Francis Sheehy: Who was up there firing that cannon?
Sergeant Gerry Boyle: The FBI lad, probably hadn't had this much fun since they burned all those kids up in Waco
You only need open your mouth as an Irish comic and you will get a stand up show on the telly, such is the comic value of the accent. Like Scousers, they can read the phonebook up on stage and people will laugh, why Irish films have a certain predictable comic potential. With Gleeson on board with a cracking script in his hand, Irelands most gifted big man, you can't lose.
It's good but not quite as good as the dust cover suggests, but still a must see for non mainstream comedy fans, the Guard, not America Pie, my kind of comedy. It's darkly comic as it is melancholic and very country Irish with licks of spoken Gaelic, a delicious cynical side to the main protagonists we don't get to see enough of in our domestic comedy these PC times. Right from the opening scenes of Boyle's phlegmatic reaction to a car crash you not only know Gleeson is going to be on top form and very naughty here but you are going to laugh along with him, as you did for The Commitments.
A lot of the humor in the film comes from that running gag in Hot Fuzz where the young constable and Boyle try to add some American policing style and slang to their job to pass the day in trundling Connemara. But it's Gleeson who makes this a trip worth taking and although some of it makes little sense and often silly its done in a way you don't notice and so the action moves forward at a suitable pace. I did laugh on a few occasions, even at the ridiculous bits, Cheadle very happy to send himself up as that Virgil Tibbs copper out of his comfort zone. The eccentric noisy soundtrack is also a little bonkers but somehow fits.
It did ok for its $6 million with $17 million back so far, the stars picking up most of that, no doubt. But the two have chemistry and a pleasant surprise to see them together in such low key film. My only grumble would have to be that they didn't get naughtier in it with the cheeky and naughty script ad characters. I have a feeling a sequel is already on the cards.
Imdb.com 7.4/10.0 (25, 425 votes)
Metacritic.com - 78% critics approval rating
Rottentomatos.com -92% critic's approval rating
The Guardian - 'The always-unbeatable Gleeson is on simply outstanding form, conjuring a character both dignified and ridiculous, heroic and hardly bothered'.
Time Out - 'A hugely entertaining but frustratingly disorganized film, packed with priceless moments which never quite coalesce into a rewarding whole'.
The Irish Times - 'Among the most purely entertaining films of the year which cuts its laughter with a dose of Celtic melancholy'
The Times - 'John Michael McDonagh is having a lot of fun deconstructing the cop procedural in
The Guard, because almost nothing goes as planned and everything has a satirical bent. It is a very funny black comedy with a stylish palette'.
The NY Times - 'Writer-director John Michael McDonagh's film plays like a cynical, foul-mouthed version of "In the Heat of the Night'.
Director and cast have fun talking over the top of their cheeky comedy.
-Behind the Scenes-
A less serious look at the making of the film, Gleeson funny of set as Cheadle is awkward.
- Deleted Scenes-
Quite a few of them, which could explain the potholes in the plot.
- Outtakes -
As is the case with these films there are a lot of shenanigans going on after the clapperboard clicks.
- Short Film -
'The Secret Death'
The film is based around this short.

## [EXTRACTED MATERIAL]

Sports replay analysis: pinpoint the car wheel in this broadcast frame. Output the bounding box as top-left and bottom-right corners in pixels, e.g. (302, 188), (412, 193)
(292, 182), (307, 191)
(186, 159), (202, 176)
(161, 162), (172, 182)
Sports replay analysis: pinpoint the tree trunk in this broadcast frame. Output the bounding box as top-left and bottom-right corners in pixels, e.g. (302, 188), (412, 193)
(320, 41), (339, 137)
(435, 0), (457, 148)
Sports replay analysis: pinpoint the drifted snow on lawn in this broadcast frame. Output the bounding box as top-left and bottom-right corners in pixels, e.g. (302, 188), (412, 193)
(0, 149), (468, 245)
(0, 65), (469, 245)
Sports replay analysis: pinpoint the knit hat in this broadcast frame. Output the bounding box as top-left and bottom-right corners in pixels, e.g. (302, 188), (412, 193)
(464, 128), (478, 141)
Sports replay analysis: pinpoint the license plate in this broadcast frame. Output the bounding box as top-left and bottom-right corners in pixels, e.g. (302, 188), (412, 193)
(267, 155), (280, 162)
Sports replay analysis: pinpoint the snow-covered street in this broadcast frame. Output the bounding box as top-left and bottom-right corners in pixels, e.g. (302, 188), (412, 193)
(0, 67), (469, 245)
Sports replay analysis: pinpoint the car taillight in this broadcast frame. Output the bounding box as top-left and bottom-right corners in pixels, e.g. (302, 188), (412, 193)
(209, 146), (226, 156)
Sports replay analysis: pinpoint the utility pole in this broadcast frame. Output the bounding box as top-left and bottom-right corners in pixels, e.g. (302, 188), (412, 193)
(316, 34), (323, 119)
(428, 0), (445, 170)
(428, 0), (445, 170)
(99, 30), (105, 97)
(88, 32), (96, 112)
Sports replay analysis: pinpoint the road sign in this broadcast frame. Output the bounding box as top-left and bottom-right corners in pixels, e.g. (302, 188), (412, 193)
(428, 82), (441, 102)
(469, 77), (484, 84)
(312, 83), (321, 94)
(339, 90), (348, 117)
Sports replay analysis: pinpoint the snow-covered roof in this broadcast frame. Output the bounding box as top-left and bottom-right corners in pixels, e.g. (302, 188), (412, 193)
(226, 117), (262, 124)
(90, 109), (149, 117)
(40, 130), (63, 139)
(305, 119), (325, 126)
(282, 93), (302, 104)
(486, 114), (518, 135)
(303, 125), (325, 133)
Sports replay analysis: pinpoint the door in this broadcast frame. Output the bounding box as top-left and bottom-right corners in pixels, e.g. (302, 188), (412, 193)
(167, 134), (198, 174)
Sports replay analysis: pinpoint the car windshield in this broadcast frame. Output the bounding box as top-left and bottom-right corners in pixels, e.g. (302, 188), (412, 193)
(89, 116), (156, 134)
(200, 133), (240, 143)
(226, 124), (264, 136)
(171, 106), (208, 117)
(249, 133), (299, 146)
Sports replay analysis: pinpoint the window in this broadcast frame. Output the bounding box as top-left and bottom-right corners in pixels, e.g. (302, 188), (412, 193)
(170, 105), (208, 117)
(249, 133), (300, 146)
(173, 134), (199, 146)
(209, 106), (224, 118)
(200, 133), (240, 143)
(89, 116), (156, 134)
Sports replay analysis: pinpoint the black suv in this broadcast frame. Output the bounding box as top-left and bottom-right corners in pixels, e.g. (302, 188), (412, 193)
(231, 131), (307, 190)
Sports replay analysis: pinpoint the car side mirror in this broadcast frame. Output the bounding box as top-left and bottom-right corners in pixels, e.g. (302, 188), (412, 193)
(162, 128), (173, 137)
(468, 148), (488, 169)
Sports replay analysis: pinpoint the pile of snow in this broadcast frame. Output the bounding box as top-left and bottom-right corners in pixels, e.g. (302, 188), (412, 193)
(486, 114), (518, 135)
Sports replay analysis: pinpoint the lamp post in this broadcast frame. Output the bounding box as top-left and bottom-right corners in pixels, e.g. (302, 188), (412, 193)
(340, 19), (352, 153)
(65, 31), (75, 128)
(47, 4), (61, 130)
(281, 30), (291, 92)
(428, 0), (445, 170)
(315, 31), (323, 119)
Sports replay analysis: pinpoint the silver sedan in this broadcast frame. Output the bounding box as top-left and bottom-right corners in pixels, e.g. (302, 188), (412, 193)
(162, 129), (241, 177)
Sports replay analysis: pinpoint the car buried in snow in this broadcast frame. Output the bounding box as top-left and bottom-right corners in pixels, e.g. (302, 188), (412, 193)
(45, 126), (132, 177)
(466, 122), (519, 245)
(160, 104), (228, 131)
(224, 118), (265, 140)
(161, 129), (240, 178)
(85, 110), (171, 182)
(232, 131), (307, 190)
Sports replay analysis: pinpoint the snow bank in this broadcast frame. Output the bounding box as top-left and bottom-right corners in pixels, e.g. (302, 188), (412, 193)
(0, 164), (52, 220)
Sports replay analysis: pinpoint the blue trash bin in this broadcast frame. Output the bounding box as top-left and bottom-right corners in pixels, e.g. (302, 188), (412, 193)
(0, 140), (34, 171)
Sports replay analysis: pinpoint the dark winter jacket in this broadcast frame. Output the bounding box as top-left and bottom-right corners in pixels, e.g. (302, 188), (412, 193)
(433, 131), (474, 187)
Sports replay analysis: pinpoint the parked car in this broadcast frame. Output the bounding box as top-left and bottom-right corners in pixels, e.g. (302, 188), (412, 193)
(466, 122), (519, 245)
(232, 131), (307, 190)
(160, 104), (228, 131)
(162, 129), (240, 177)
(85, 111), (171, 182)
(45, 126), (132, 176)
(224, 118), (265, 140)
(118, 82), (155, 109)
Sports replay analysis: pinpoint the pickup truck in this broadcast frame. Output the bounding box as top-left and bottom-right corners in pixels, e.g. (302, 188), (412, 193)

## [COMPLETE THE FOLLOWING]
A - Retype the stretch of the review of The Guard from "The Irish Times" through "Cheadle is awkward.".
B - According to the review of The Guard, which short film is the movie based around?
The records have no connection to the review of The Guard.

## [ANSWERS TO EACH TASK]
A -
The Irish Times - 'Among the most purely entertaining films of the year which cuts its laughter with a dose of Celtic melancholy'
The Times - 'John Michael McDonagh is having a lot of fun deconstructing the cop procedural in
The Guard, because almost nothing goes as planned and everything has a satirical bent. It is a very funny black comedy with a stylish palette'.
The NY Times - 'Writer-director John Michael McDonagh's film plays like a cynical, foul-mouthed version of "In the Heat of the Night'.
Director and cast have fun talking over the top of their cheeky comedy.
-Behind the Scenes-
A less serious look at the making of the film, Gleeson funny of set as Cheadle is awkward.

B - 'The Secret Death'